▶ [Written task] Please reproduce each of the rows below word for word, changing nothing.

Extracted data entries
# # # # # # #
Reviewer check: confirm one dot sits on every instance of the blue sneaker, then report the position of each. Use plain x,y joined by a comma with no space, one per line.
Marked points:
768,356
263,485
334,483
# # # # # # #
▶ [Response for this exercise]
Reviewer check: confirm one dot sits on every instance of the blue sneaker, then report the position of each. Use plain x,y joined by a comma with no space, one per line.
Marked points:
768,356
263,485
334,483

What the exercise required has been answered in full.